Given request A
Please list the programs that the vulnserver.exe buffer overflow writeup names as necessary.
Given request B
Resume the vulnserver.exe buffer overflow writeup, starting after its final sentence.

··· Page extract

Win 32 Bit Buffer Overflow Vulnerability — Vulnserver.exe Writeup
Hi All,
In this blog post, I will explain Windows 32 bit buffer overflow vulnerability that exists in vulnserver.exe.
Necessary Programs:
Immunity Debugger
Mona.py
Vulnserver.exe
Doing this manually is good but we need to automate this process.
Before further going, what is Immunity Debugger?
Immunity Debugger is a powerful way to write exploits, analyze malware, and reverse engineer binary files. It builds on a solid user interface with function graphing, the industry’s first heap analysis tool built specifically for heap creation, and a large and well supported Python API for easy extensibility.
We need to fuzz this application to be able to understand whether this app is vulnerable or not. We will do fuzz process with spike — a built-in tool in Kali Linux.
Below is the usage of spike.
First, we will fuzz STATS command.
s_readline() function reads the banner. In our case “Welcome to Vulnerable Server! Enter HELP for help”. Then, we can start to place our command, that is, STATS in this case. Once we are done specifying s_string() function, we will place the fuzzer function, namely, s_string_variable(“FUZZ”).

······
··· Data supplied

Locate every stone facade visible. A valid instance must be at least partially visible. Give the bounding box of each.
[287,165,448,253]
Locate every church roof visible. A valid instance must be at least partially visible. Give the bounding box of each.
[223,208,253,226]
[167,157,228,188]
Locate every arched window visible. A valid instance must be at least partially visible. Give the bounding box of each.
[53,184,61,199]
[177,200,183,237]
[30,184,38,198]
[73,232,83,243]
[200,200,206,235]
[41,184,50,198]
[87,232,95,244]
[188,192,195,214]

······

Expected answer A
Immunity Debugger, Mona.py, Vulnserver.exe

Expected answer B
Before we start fuzzing process, we need to configure our debugger so that we can analyze the vulnerable application at CPU level.
- Start Immunity Debugger as administrator.
- Open vulnserver.exe as shown below.
- Once you open it, debugger sets a breakpoint at entry point of the program. Make the program run and you are good to go.
Now, we will start fuzzing STATS command with the objective of crashing the application.
No, the application did not crash. We can conclude that STATS command may not be vulnerable to memory corruption vulnerabilities such as buffer overflow.
Let’s jump to TRUN command.
Now, we will fuzz the application with trun.spk spike script.
The application immediately died. Analyze the Immunity Debugger to see what is going on with vulnerable application.
- We see that application adds /.:/ before taking argument from user.
- Since EIP is overwritten by AAAA, the application stopped running. In other words, access violation has occurred whiled executing AAAA.
What is more, we will investigate buffer size.
Basically, we have 2992 byte to play with on the buffer.
Now, we will write our own Python3 program to crash the application.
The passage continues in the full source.